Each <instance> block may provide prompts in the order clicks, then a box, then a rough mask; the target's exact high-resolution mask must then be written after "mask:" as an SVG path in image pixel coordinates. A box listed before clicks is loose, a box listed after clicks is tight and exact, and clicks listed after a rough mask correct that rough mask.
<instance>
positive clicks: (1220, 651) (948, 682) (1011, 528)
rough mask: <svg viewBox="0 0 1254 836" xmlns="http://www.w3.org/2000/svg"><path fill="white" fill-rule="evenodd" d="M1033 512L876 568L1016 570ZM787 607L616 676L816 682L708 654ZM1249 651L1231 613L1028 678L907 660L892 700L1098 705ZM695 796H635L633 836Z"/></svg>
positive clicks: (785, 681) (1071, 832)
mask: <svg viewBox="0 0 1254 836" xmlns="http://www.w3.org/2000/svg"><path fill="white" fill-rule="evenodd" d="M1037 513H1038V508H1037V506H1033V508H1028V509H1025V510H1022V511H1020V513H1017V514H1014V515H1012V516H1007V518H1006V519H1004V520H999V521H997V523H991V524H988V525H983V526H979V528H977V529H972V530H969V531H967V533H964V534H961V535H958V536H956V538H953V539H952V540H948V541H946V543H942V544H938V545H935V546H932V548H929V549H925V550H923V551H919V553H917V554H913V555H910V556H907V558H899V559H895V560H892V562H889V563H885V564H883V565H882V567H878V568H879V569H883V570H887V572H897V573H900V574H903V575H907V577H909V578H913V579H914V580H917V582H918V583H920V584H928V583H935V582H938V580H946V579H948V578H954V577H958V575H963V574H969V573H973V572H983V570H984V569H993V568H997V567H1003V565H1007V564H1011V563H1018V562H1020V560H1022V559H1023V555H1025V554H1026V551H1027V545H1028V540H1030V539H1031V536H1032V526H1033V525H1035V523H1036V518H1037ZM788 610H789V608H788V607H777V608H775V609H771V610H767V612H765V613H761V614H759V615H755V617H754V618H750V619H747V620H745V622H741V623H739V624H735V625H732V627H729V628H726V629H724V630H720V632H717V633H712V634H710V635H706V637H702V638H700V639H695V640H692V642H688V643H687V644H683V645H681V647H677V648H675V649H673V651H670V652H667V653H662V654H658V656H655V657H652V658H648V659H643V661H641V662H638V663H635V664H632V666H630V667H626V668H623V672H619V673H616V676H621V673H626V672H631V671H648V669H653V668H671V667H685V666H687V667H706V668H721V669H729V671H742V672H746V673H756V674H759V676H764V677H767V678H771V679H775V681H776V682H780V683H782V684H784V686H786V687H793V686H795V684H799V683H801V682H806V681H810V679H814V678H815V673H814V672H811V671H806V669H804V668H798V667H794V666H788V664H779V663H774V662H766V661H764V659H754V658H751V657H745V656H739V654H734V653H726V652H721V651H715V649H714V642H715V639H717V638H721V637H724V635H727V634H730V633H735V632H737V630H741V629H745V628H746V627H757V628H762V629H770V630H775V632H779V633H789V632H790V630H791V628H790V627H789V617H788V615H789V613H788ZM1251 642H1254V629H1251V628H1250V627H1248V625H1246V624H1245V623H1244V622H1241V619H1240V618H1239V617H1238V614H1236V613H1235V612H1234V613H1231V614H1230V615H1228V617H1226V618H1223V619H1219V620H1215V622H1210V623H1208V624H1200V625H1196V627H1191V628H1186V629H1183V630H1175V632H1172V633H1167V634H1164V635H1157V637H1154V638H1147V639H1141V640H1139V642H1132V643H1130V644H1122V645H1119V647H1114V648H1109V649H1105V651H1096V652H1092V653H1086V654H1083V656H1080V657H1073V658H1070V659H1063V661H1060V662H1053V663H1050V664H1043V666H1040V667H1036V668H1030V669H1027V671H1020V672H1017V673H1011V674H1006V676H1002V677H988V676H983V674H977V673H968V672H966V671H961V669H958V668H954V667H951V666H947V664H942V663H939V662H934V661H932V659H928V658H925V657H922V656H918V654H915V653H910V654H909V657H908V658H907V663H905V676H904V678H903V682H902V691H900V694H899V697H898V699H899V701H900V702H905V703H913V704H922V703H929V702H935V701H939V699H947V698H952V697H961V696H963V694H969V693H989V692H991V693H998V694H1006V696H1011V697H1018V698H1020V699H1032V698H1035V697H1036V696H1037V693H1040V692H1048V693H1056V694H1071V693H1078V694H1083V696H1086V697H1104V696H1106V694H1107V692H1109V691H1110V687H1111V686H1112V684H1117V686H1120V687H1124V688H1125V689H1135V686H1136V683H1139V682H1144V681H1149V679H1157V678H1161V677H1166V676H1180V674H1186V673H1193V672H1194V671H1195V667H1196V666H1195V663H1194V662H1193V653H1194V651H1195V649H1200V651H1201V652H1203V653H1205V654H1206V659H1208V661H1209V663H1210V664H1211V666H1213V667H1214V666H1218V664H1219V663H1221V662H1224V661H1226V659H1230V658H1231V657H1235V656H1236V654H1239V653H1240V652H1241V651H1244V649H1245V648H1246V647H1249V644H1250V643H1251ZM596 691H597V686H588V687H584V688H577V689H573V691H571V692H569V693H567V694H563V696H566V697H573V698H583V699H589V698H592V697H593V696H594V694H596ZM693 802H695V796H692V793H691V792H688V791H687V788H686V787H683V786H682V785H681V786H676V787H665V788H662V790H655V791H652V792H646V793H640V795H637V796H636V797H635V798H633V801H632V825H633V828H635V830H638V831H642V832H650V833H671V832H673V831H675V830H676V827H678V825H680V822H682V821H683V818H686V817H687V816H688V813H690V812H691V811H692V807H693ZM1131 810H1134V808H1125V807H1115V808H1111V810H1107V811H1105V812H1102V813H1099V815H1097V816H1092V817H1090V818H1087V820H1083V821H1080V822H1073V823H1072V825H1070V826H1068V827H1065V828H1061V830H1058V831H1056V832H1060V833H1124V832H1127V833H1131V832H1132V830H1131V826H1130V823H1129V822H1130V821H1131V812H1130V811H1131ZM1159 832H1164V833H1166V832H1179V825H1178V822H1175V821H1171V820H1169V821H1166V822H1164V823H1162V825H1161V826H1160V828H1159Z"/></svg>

**Description of the task:**
Rewrite the data above with every instance of "rough mask" replaced by "coarse mask", leaving everything else unchanged.

**Task result:**
Each <instance> block may provide prompts in the order clicks, then a box, then a coarse mask; the target's exact high-resolution mask must then be written after "mask:" as an SVG path in image pixel coordinates. A box listed before clicks is loose, a box listed after clicks is tight and exact, and clicks listed after a coarse mask correct that coarse mask.
<instance>
positive clicks: (1220, 651) (948, 682) (1011, 528)
coarse mask: <svg viewBox="0 0 1254 836" xmlns="http://www.w3.org/2000/svg"><path fill="white" fill-rule="evenodd" d="M1033 512L876 568L1016 570ZM787 607L616 676L816 682L708 654ZM1249 651L1231 613L1028 678L907 660L892 700L1098 705ZM695 796H635L633 836Z"/></svg>
positive clicks: (785, 681) (1071, 832)
mask: <svg viewBox="0 0 1254 836" xmlns="http://www.w3.org/2000/svg"><path fill="white" fill-rule="evenodd" d="M1037 513H1038V508H1037V506H1033V508H1028V509H1025V510H1022V511H1020V513H1017V514H1014V515H1012V516H1007V518H1006V519H1004V520H999V521H997V523H991V524H988V525H983V526H979V528H977V529H972V530H969V531H967V533H964V534H961V535H958V536H956V538H953V539H952V540H948V541H946V543H942V544H938V545H935V546H932V548H929V549H925V550H923V551H919V553H917V554H913V555H910V556H907V558H899V559H895V560H892V562H889V563H885V564H883V565H882V567H878V568H879V569H883V570H887V572H897V573H900V574H903V575H907V577H909V578H913V579H914V580H917V582H918V583H920V584H928V583H935V582H938V580H946V579H948V578H954V577H958V575H963V574H969V573H973V572H983V570H984V569H993V568H997V567H1003V565H1007V564H1011V563H1018V562H1020V560H1022V559H1023V555H1025V554H1026V551H1027V545H1028V540H1030V539H1031V536H1032V526H1033V525H1035V523H1036V518H1037ZM788 610H789V608H788V607H777V608H775V609H771V610H767V612H765V613H761V614H759V615H755V617H754V618H750V619H747V620H745V622H741V623H739V624H735V625H732V627H729V628H726V629H724V630H720V632H717V633H712V634H710V635H706V637H702V638H700V639H695V640H692V642H688V643H687V644H683V645H681V647H677V648H675V649H673V651H670V652H667V653H662V654H658V656H655V657H652V658H648V659H643V661H641V662H638V663H635V664H632V666H630V667H626V668H623V672H619V673H616V676H621V673H626V672H631V671H648V669H653V668H671V667H685V666H687V667H706V668H721V669H729V671H742V672H746V673H756V674H759V676H764V677H767V678H771V679H775V681H776V682H780V683H782V684H784V686H786V687H793V686H795V684H799V683H801V682H806V681H810V679H814V678H815V673H814V672H811V671H806V669H804V668H798V667H794V666H788V664H779V663H774V662H766V661H764V659H754V658H751V657H745V656H739V654H734V653H726V652H721V651H715V649H714V642H715V639H717V638H721V637H724V635H727V634H730V633H735V632H737V630H741V629H745V628H746V627H757V628H762V629H770V630H775V632H779V633H789V632H790V630H791V628H790V627H789V617H788V615H789V613H788ZM1251 642H1254V629H1251V628H1250V627H1248V625H1246V624H1245V623H1244V622H1241V619H1240V618H1239V617H1238V614H1236V613H1235V612H1234V613H1231V614H1230V615H1228V617H1226V618H1223V619H1219V620H1215V622H1210V623H1208V624H1200V625H1196V627H1191V628H1186V629H1183V630H1175V632H1172V633H1167V634H1164V635H1157V637H1154V638H1147V639H1141V640H1139V642H1132V643H1130V644H1122V645H1119V647H1114V648H1109V649H1105V651H1096V652H1092V653H1086V654H1083V656H1080V657H1073V658H1070V659H1063V661H1060V662H1053V663H1050V664H1043V666H1040V667H1036V668H1030V669H1027V671H1020V672H1017V673H1011V674H1006V676H1002V677H988V676H983V674H977V673H968V672H966V671H961V669H958V668H954V667H951V666H947V664H942V663H939V662H934V661H932V659H928V658H925V657H922V656H918V654H915V653H910V654H909V657H908V658H907V663H905V676H904V678H903V682H902V691H900V694H899V697H898V699H899V701H900V702H905V703H913V704H922V703H929V702H935V701H939V699H947V698H952V697H961V696H963V694H969V693H989V692H991V693H998V694H1006V696H1011V697H1018V698H1020V699H1032V698H1035V697H1036V696H1037V693H1040V692H1048V693H1056V694H1071V693H1078V694H1083V696H1086V697H1104V696H1106V694H1107V692H1109V691H1110V687H1111V686H1112V684H1117V686H1120V687H1124V688H1125V689H1135V686H1136V683H1139V682H1144V681H1149V679H1157V678H1161V677H1166V676H1180V674H1186V673H1193V672H1194V671H1195V667H1196V666H1195V663H1194V662H1193V653H1194V651H1195V649H1200V651H1201V652H1203V653H1205V654H1206V659H1208V661H1209V663H1210V664H1211V666H1213V667H1214V666H1218V664H1219V663H1221V662H1224V661H1226V659H1230V658H1231V657H1235V656H1236V654H1239V653H1240V652H1241V651H1244V649H1245V648H1246V647H1249V644H1250V643H1251ZM596 691H597V686H588V687H584V688H577V689H573V691H571V692H569V693H567V694H563V696H566V697H573V698H583V699H589V698H592V697H593V696H594V694H596ZM693 802H695V796H692V793H691V792H688V791H687V788H686V787H683V786H682V785H681V786H676V787H665V788H662V790H655V791H652V792H646V793H640V795H637V796H636V797H635V798H633V801H632V825H633V828H635V830H638V831H642V832H650V833H671V832H673V831H675V830H676V827H678V825H680V822H682V821H683V818H686V817H687V816H688V813H690V812H691V811H692V807H693ZM1131 810H1134V808H1125V807H1115V808H1111V810H1107V811H1105V812H1102V813H1099V815H1097V816H1092V817H1090V818H1087V820H1083V821H1080V822H1073V823H1072V825H1070V826H1068V827H1065V828H1061V830H1058V831H1056V832H1060V833H1124V832H1127V833H1131V832H1132V830H1131V826H1130V823H1129V822H1130V821H1131V812H1130V811H1131ZM1159 832H1164V833H1166V832H1179V825H1178V822H1175V821H1171V820H1169V821H1166V822H1164V823H1162V825H1161V826H1160V828H1159Z"/></svg>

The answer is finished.